> **Your instructions**:
Reproduce the passage about Oyemade's tech career and the challenges of building in Nigeria word for word.
BEGIN Text segment
This early introduction to tech informed Oyemade’s decision to study Computer Science at Kwara State University. “I won’t say it was easy, but it was easier to have passion for something you’ve already seen in action.”
After university, he stayed on the path of tech, first as a hardware maintenance specialist, then a lead frontend architect for Accelerex, a fintech company. His experience as a hardware specialist gave him a well-rounded view of what tech truly entails.
“When people think tech, they think of software, and while software is a part of technology, we often forget the hardware and infrastructural parts,” he says. “Nigeria doesn’t have the infrastructure for most of the things we want to build, and building first requires laying down the infrastructure for it. That’s probably one of the biggest challenges that comes with building in Nigeria.”
There are other challenges, Oyemade notes. “Getting Nigerians to pay for software is one. Although, to be fair, I do think that is more of a cultural thing than a tech thing.”
END Text segment
BEGIN Information given
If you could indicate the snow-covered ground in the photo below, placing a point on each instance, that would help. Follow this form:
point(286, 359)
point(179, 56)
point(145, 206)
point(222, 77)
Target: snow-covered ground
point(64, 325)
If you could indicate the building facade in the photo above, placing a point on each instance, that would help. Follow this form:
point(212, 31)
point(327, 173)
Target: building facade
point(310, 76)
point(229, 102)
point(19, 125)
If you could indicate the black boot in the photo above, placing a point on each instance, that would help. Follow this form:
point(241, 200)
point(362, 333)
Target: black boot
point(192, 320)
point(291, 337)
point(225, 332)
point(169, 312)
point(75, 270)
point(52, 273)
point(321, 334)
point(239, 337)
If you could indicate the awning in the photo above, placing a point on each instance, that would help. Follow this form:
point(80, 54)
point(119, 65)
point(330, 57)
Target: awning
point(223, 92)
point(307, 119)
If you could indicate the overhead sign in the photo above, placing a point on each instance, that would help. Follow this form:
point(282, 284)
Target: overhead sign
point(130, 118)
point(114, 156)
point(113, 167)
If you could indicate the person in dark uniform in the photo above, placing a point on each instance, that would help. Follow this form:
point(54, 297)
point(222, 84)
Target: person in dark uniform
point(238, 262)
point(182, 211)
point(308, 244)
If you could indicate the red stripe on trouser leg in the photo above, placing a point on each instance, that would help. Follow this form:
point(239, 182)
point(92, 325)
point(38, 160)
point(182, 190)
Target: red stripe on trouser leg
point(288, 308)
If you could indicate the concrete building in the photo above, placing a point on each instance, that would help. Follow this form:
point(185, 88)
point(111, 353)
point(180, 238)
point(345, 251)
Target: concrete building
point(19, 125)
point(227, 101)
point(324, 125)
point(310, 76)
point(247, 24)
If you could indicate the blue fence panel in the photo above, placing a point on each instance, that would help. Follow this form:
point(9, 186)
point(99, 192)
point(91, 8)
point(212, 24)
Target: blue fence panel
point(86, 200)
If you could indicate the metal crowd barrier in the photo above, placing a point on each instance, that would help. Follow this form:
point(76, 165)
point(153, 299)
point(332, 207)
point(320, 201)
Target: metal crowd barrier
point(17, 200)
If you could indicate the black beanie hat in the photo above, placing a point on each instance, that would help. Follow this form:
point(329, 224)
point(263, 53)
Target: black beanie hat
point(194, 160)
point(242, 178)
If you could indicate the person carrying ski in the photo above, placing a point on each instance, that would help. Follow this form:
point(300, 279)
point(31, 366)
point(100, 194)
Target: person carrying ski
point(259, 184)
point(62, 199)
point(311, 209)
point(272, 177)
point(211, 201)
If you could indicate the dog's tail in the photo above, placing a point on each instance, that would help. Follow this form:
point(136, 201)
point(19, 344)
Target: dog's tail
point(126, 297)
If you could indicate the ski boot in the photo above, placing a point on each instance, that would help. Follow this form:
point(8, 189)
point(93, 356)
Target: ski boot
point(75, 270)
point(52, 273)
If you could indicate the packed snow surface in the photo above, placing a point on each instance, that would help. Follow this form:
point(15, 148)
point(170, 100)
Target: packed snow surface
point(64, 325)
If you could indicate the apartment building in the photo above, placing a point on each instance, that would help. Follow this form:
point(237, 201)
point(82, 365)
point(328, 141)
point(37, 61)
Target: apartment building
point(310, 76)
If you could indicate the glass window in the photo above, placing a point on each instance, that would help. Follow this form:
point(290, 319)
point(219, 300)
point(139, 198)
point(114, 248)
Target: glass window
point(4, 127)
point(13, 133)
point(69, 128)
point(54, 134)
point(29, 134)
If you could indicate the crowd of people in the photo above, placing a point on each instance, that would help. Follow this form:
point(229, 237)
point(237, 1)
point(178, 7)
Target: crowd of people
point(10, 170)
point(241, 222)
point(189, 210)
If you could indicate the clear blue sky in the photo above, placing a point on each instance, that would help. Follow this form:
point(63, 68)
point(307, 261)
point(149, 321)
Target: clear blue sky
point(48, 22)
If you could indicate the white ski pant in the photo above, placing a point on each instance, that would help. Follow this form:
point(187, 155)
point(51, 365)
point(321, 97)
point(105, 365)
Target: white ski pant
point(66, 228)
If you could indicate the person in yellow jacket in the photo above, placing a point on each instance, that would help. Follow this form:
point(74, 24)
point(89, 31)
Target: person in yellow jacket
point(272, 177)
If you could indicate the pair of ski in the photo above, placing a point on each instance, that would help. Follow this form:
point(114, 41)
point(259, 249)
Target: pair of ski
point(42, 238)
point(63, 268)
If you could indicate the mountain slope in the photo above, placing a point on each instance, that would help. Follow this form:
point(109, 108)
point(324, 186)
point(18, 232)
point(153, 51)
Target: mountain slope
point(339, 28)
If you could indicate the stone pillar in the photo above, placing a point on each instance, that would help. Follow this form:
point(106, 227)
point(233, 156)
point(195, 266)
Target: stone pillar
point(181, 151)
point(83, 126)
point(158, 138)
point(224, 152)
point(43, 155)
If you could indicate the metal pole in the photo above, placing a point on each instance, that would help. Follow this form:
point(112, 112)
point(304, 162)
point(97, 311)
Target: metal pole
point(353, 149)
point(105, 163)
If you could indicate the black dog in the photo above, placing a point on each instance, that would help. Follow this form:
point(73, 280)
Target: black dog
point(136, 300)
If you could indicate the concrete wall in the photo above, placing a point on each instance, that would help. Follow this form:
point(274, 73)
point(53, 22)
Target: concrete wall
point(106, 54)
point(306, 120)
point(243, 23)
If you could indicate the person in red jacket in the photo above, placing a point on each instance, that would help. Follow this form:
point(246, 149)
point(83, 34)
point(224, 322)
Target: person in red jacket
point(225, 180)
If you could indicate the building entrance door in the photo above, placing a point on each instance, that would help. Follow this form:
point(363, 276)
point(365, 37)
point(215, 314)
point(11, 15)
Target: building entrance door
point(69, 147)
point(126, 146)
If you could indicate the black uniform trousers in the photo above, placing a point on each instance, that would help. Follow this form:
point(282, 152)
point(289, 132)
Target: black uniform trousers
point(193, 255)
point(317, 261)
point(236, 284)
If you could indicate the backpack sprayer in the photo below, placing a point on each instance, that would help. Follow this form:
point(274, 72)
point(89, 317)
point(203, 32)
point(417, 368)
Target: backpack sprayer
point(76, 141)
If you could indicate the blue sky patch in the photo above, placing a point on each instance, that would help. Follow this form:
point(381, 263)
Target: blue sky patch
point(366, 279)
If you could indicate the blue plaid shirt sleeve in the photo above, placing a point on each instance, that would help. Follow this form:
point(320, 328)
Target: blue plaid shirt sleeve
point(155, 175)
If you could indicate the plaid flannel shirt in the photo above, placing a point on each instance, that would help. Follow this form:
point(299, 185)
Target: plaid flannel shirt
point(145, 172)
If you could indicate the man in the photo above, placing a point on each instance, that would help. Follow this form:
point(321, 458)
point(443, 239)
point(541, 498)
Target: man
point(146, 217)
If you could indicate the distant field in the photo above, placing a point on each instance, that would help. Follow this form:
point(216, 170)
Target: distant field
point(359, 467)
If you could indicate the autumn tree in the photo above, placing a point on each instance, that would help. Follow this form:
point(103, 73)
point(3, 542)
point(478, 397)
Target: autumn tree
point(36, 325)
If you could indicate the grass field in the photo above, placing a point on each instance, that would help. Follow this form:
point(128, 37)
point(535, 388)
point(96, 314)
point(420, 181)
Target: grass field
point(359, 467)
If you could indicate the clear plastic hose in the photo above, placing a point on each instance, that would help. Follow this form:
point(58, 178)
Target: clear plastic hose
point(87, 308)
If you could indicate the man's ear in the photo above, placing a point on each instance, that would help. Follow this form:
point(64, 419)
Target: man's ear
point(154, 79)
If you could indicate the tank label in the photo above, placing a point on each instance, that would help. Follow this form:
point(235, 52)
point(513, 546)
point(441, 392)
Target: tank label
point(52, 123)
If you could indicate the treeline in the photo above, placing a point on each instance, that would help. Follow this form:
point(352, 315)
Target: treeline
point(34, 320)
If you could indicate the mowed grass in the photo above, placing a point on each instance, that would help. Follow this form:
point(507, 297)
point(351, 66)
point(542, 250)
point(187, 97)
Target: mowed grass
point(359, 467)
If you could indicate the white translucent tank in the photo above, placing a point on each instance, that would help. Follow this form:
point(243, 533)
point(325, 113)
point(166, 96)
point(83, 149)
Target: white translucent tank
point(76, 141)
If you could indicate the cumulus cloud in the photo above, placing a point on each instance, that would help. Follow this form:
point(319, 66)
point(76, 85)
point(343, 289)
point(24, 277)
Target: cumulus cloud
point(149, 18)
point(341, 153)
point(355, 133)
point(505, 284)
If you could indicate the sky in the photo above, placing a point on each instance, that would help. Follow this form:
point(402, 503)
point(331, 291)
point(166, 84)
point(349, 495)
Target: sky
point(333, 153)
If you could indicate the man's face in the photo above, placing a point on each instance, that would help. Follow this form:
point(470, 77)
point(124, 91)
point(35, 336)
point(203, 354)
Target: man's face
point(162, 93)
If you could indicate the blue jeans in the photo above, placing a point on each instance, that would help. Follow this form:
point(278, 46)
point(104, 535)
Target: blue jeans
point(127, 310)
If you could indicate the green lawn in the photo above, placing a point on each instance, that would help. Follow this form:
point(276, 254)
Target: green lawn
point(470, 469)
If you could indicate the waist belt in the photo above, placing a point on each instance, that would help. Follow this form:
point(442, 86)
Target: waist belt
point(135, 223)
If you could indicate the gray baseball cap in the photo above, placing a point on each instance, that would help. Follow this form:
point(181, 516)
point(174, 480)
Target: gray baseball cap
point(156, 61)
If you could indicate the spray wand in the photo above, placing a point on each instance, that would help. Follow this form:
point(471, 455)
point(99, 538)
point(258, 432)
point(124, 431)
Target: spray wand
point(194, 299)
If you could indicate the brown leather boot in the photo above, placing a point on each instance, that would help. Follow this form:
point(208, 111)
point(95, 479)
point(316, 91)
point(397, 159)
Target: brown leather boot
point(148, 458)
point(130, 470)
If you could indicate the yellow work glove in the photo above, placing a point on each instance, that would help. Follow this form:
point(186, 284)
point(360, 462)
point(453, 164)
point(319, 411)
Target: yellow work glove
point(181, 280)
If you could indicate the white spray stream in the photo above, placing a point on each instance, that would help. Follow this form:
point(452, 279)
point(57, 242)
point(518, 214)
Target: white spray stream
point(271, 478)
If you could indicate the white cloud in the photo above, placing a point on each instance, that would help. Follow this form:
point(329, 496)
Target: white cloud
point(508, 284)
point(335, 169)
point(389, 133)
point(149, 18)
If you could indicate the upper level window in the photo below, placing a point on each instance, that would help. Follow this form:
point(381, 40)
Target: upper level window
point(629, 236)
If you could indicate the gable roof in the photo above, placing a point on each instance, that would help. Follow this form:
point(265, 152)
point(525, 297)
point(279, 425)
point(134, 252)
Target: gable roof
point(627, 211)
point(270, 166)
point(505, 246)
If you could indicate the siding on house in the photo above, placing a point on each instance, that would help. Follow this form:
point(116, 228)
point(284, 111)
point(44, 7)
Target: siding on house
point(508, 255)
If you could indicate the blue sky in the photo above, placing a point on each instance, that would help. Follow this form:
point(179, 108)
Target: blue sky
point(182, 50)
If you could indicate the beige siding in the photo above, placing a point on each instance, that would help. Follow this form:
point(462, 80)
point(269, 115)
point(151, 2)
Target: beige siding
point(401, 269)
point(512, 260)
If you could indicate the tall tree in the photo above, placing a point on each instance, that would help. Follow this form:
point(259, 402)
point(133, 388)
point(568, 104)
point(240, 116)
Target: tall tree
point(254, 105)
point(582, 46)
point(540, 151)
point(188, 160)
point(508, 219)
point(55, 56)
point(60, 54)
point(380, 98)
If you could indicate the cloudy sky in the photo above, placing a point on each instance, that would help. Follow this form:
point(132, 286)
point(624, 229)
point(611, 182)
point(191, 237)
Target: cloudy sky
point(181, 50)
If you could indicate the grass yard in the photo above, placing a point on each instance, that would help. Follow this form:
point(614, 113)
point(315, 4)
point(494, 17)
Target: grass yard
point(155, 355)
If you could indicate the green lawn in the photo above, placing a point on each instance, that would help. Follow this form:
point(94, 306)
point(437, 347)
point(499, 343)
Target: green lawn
END Information given
> **Result**:
This early introduction to tech informed Oyemade’s decision to study Computer Science at Kwara State University. “I won’t say it was easy, but it was easier to have passion for something you’ve already seen in action.”
After university, he stayed on the path of tech, first as a hardware maintenance specialist, then a lead frontend architect for Accelerex, a fintech company. His experience as a hardware specialist gave him a well-rounded view of what tech truly entails.
“When people think tech, they think of software, and while software is a part of technology, we often forget the hardware and infrastructural parts,” he says. “Nigeria doesn’t have the infrastructure for most of the things we want to build, and building first requires laying down the infrastructure for it. That’s probably one of the biggest challenges that comes with building in Nigeria.”
There are other challenges, Oyemade notes. “Getting Nigerians to pay for software is one. Although, to be fair, I do think that is more of a cultural thing than a tech thing.”